_YOUR GOAL:_
For every record, give an exact copy that has no pictures in it.

Stored data entries
▼▼▼
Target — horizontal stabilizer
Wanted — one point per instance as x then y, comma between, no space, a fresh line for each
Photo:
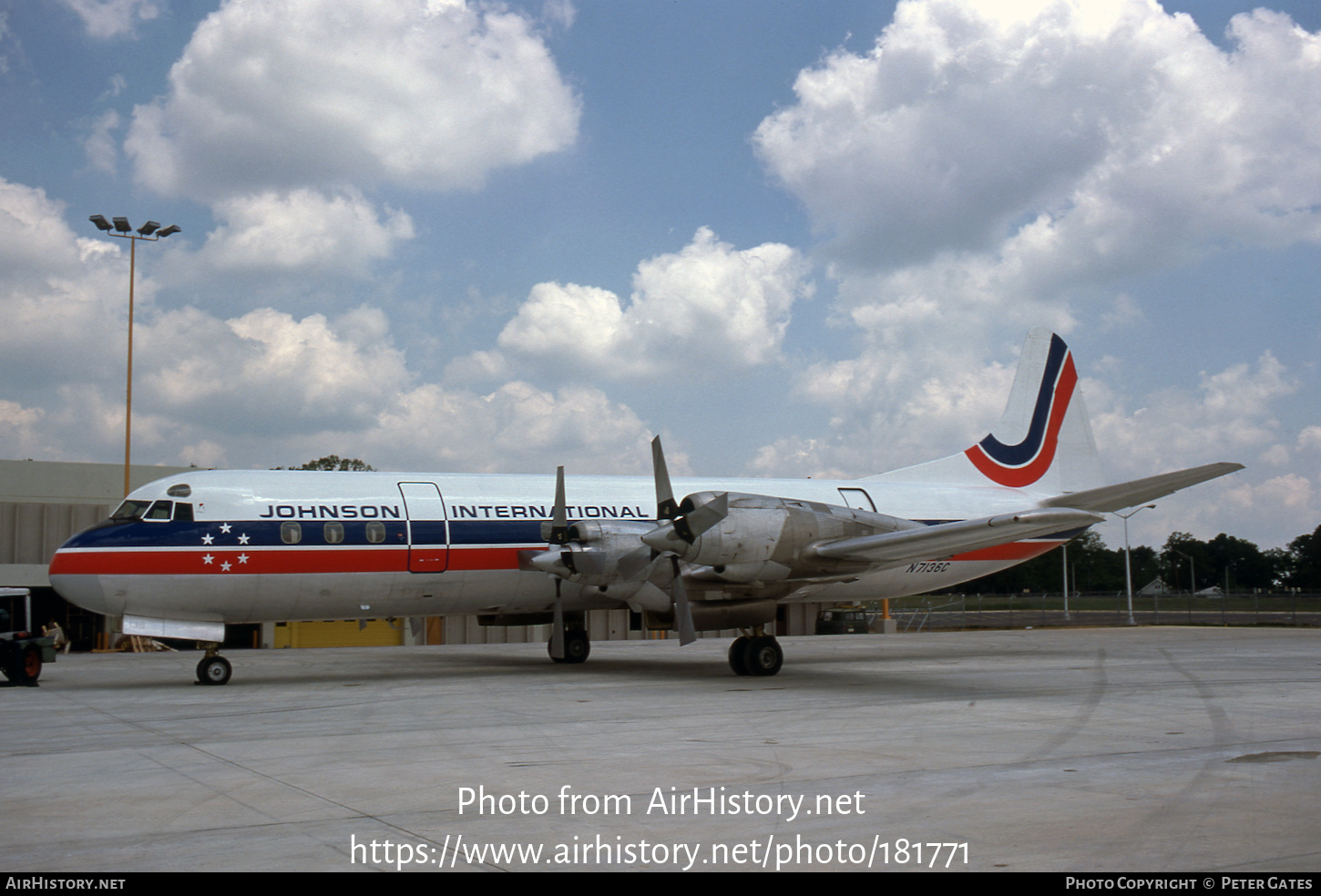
1139,491
948,538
▲▲▲
_REPLY:_
Target — horizontal stabilizer
Wanted — one point per instance as x then y, comma between, no space, a fresh line for each
Photo:
1139,491
948,538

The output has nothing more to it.